======== MATERIALS PROVIDED ========
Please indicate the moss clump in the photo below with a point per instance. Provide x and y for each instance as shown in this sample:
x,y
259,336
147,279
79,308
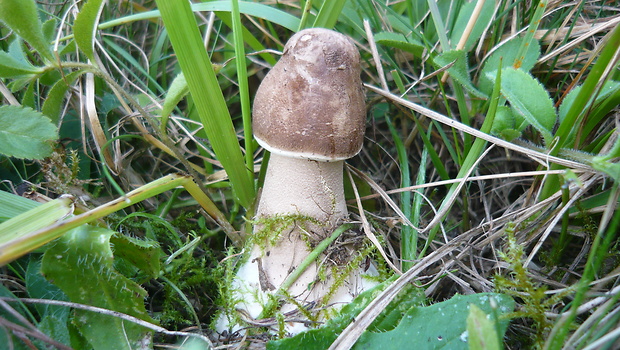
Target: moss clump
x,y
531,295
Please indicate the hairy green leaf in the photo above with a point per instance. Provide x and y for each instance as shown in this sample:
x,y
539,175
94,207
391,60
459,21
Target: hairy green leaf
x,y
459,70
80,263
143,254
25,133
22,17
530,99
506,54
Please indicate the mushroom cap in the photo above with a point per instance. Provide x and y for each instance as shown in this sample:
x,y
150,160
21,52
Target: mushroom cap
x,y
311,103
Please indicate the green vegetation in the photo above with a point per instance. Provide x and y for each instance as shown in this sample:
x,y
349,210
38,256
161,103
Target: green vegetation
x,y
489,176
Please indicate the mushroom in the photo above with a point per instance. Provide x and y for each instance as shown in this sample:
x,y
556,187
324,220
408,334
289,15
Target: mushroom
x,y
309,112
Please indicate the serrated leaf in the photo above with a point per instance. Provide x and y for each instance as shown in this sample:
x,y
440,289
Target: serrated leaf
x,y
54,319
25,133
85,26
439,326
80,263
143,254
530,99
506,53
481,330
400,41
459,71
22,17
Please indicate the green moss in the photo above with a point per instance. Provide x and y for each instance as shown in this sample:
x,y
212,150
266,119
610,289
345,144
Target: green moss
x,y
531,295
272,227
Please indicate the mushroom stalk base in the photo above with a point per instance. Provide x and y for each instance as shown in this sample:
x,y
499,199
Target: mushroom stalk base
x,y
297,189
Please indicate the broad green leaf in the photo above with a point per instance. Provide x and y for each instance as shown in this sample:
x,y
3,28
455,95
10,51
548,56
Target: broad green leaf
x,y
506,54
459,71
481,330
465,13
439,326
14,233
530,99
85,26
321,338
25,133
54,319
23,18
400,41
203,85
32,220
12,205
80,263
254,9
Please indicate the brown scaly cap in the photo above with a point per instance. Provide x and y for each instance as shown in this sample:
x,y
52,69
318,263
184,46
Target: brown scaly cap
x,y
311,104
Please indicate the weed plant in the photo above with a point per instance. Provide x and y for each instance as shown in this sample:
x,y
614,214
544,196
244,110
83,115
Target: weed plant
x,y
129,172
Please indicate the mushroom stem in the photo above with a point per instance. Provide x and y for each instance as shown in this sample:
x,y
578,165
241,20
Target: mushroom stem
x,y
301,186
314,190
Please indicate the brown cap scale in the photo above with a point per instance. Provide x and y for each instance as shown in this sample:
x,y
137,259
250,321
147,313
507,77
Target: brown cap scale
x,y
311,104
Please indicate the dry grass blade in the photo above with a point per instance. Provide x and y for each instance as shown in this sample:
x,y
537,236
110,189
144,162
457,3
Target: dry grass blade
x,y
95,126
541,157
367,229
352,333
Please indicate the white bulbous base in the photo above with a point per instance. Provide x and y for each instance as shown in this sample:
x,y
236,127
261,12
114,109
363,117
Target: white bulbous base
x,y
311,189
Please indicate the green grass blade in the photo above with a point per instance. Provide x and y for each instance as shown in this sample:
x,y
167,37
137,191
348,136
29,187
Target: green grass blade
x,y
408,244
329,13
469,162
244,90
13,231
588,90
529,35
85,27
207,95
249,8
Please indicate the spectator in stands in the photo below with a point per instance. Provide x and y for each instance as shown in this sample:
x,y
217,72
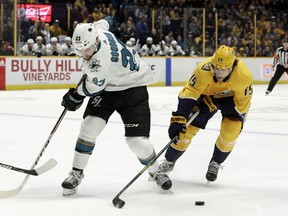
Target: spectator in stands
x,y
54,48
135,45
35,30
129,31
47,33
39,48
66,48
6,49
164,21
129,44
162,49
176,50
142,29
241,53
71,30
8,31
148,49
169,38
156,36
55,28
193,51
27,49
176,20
========
=== WORK ITEM ===
From the first line to the last, retype the data exactly, without images.

=== YOUR SOLUTION ===
Please indicate the moss clump in the photo below with a point per instance. Provide x and y for each instance as shown in this sample:
x,y
259,336
147,279
79,308
Target: moss clump
x,y
531,295
Please indicate the hairy green leaf in the photo above with a point per instance. Provide x and y for each instance as shown in this sample:
x,y
539,175
94,207
391,60
459,21
Target: hairy green leaf
x,y
459,70
80,263
143,254
25,133
22,17
530,99
506,54
Please indicate the mushroom cap in the photo above with a point per instance. Provide x and y for each instance as shown in this sample:
x,y
150,160
21,52
Target: mushroom cap
x,y
311,103
Please indicate the green vegetation in the photo above with a point per instance. Provide x and y for each instance as shown in this sample:
x,y
349,210
38,256
161,103
Target: green vegetation
x,y
489,176
Please indicate the mushroom in the photo above with a point per instance. Provide x and y for each instance as shown in this sample:
x,y
556,187
324,220
408,334
289,15
Target: mushroom
x,y
309,112
Please indicate the serrated leaf in the photo above with a point per instance. Provide x and y for each instance as shown in this sample:
x,y
440,289
Target: serrated leaf
x,y
54,319
25,133
85,26
439,326
80,263
143,254
530,99
506,53
481,330
400,41
459,71
22,17
Please indicate the green moss in the photo above with a point per instance. Provide x and y for each instance as shown in this sample:
x,y
212,150
266,119
610,289
345,144
Target: green moss
x,y
531,295
272,227
Please indicate the mushroom stalk base in the photo above with a point per instance. Provide x and y for each instance as shown in this sample:
x,y
499,199
Target: mushroom stalk base
x,y
297,189
Please indicate the broad green leaf in the photo above with a point per instance. Provide x and y for each instance as shown in this sample:
x,y
3,28
455,95
10,51
548,56
Target: broad green leaf
x,y
506,54
459,71
481,330
465,13
439,326
14,233
530,99
85,26
321,338
25,133
54,319
23,18
400,41
203,85
32,220
12,205
80,263
254,9
Please indicate the brown scaly cap in the photo above with a point per instance. Provide x and y for each instance as shown in this sample:
x,y
52,69
318,263
184,46
Target: brown scaly cap
x,y
311,104
Please indicate the weed plant in the photo above with a point per instance. Provide x and y for each instance as shown in this sample:
x,y
614,214
544,196
244,110
83,115
Target: weed plant
x,y
129,172
Please indicate the mushroom stem in the photo above with a point per instance. Provide x and y for each instance as shown in this sample:
x,y
578,165
241,20
Target: mushroom stem
x,y
301,186
314,190
Please indicate the brown cap scale in the photo above with a point per instance. Provide x and y for each instance as shown in this sample:
x,y
137,259
250,321
147,313
507,77
Target: brown cap scale
x,y
311,104
Please indicate the dry grass blade in the photo above with a point per instance. Provide x and y for each instance as shown in this sample:
x,y
537,236
110,189
144,162
457,3
Target: dry grass blade
x,y
95,126
541,157
367,229
352,333
Please indicate the white bulbous base in the photo above with a point per instance. Provide x and y for each instance as shown in this sample:
x,y
236,127
261,12
114,109
363,117
Target: white bulbous base
x,y
311,189
Please indicate the green grass blade in the photo above with a point per instance. Provide x and y for each instance as shown in this sample:
x,y
167,37
137,191
348,136
29,187
Target: green grass blade
x,y
408,244
329,13
469,162
244,90
13,231
588,90
529,35
85,27
207,95
249,8
Please indicate the spectator in stands in the photo below with a point per instance. Provide x and y for each instance as shown in this sample:
x,y
217,72
Target: spectator in stands
x,y
54,48
135,45
35,30
129,31
47,33
39,48
66,48
6,49
164,21
129,44
162,49
176,50
142,29
241,53
71,30
8,31
148,49
169,38
156,36
55,28
193,51
27,49
176,20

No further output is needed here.